For the entries below, count the lines that contain the word "hazy" and reply with that number only.

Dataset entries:
■ ■ ■ ■ ■ ■ ■

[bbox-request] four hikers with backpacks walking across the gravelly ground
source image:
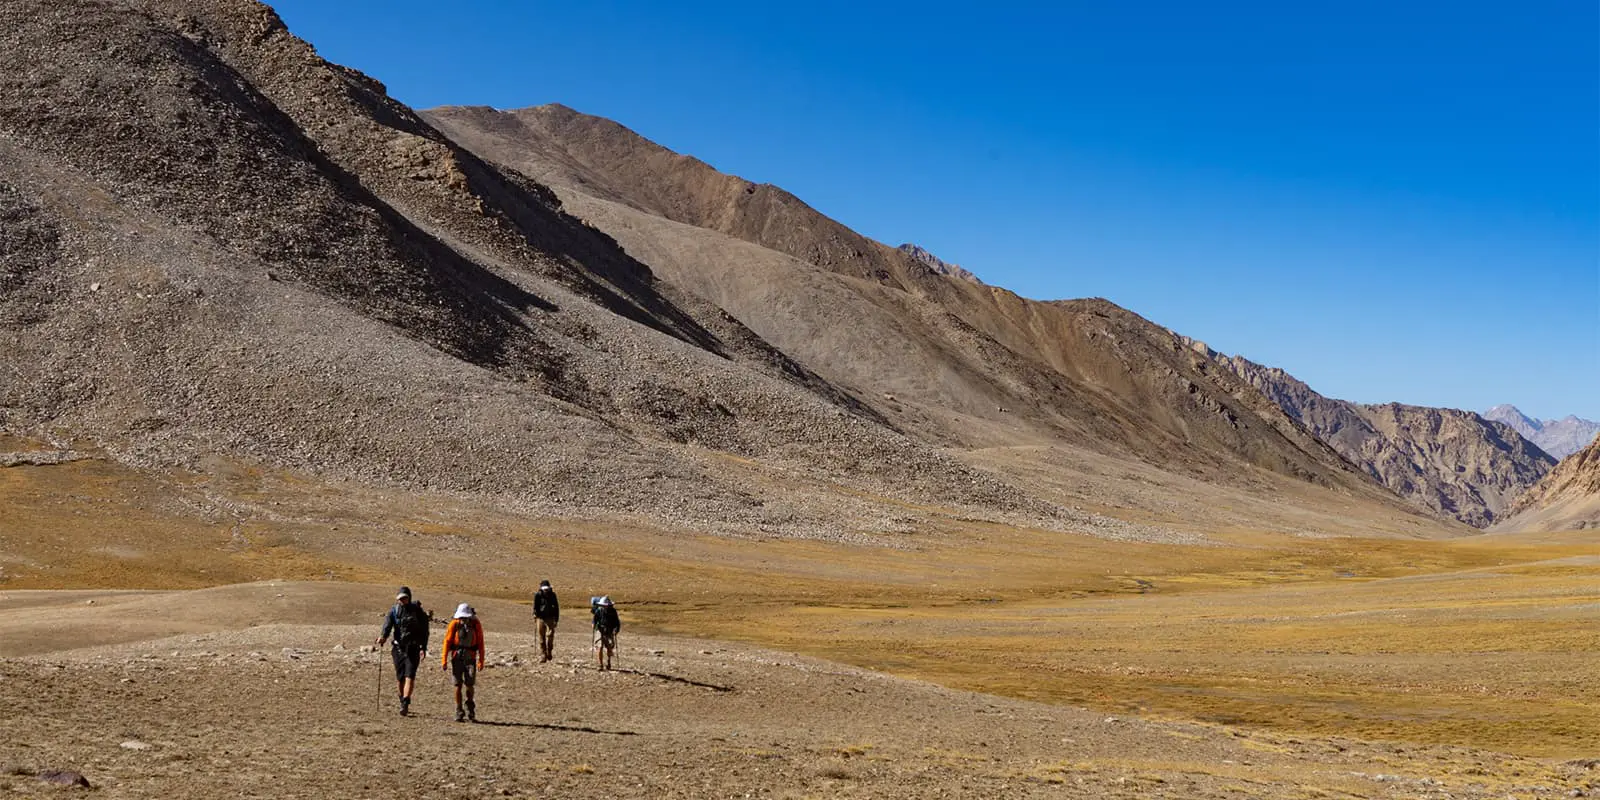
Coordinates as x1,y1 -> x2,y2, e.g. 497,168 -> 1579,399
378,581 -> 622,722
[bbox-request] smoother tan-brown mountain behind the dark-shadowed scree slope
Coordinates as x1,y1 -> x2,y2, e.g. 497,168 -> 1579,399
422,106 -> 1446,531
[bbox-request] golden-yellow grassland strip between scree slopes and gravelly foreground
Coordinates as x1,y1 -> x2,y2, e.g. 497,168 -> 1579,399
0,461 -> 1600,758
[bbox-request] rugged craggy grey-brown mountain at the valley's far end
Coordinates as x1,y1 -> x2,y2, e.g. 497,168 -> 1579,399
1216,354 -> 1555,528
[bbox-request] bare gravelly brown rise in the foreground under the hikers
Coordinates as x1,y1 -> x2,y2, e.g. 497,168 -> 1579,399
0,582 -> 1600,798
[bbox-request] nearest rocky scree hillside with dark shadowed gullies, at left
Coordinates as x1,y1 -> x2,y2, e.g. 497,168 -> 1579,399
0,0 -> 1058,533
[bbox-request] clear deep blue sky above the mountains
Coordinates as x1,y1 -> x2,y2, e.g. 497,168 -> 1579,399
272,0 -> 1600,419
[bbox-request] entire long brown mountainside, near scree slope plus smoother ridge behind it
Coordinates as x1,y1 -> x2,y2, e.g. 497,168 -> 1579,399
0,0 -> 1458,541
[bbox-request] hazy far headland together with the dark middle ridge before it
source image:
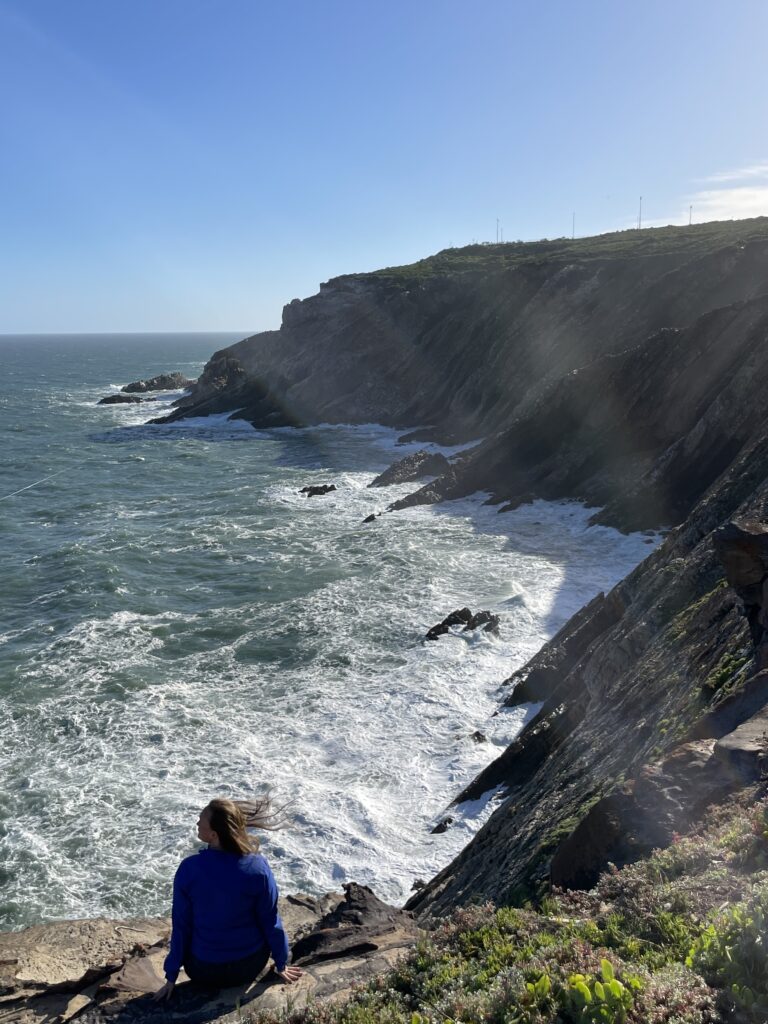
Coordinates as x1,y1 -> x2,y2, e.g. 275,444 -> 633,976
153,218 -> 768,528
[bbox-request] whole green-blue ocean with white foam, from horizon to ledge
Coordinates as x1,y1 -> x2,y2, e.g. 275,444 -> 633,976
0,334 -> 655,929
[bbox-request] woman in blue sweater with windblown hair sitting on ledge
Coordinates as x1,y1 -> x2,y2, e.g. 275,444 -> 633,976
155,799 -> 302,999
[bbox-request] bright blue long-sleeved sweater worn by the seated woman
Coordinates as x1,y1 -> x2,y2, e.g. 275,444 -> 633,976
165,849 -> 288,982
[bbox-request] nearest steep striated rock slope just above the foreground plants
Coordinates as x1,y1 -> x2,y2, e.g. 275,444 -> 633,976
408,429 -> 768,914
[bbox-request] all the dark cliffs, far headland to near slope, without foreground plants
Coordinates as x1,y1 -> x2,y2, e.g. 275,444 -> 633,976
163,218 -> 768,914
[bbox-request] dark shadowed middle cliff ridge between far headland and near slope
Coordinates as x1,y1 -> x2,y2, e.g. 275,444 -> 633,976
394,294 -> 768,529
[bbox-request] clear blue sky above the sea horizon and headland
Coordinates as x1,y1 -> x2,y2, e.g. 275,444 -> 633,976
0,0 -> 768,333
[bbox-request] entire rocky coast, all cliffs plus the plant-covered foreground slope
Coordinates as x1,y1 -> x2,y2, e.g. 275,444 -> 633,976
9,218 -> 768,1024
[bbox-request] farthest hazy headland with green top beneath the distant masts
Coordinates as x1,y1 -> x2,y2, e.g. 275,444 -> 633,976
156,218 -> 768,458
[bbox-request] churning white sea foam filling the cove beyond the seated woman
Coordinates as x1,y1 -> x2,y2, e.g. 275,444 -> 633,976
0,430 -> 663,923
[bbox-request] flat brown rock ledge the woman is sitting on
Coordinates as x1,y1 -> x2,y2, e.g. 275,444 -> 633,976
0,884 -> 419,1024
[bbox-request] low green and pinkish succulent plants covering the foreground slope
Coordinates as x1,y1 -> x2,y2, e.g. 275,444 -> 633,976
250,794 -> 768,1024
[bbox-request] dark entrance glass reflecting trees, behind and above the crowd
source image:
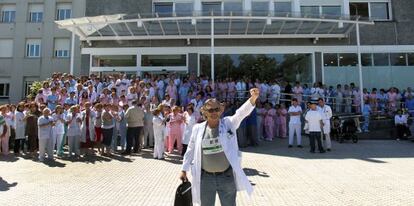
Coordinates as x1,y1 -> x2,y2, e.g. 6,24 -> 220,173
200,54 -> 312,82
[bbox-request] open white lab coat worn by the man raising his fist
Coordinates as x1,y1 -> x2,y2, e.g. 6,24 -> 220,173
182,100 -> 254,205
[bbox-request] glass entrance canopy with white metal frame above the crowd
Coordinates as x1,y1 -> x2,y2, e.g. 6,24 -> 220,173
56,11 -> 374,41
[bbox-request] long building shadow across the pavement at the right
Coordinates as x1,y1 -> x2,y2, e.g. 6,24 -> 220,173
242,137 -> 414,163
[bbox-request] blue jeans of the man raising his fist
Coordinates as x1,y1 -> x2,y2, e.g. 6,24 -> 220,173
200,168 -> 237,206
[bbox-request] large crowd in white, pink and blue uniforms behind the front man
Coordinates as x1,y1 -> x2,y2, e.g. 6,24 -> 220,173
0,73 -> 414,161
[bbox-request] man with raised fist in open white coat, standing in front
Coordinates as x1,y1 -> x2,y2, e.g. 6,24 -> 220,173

■ ■ ■ ■ ■ ■ ■

--- RESPONSE TO THIS EXERCISE ---
2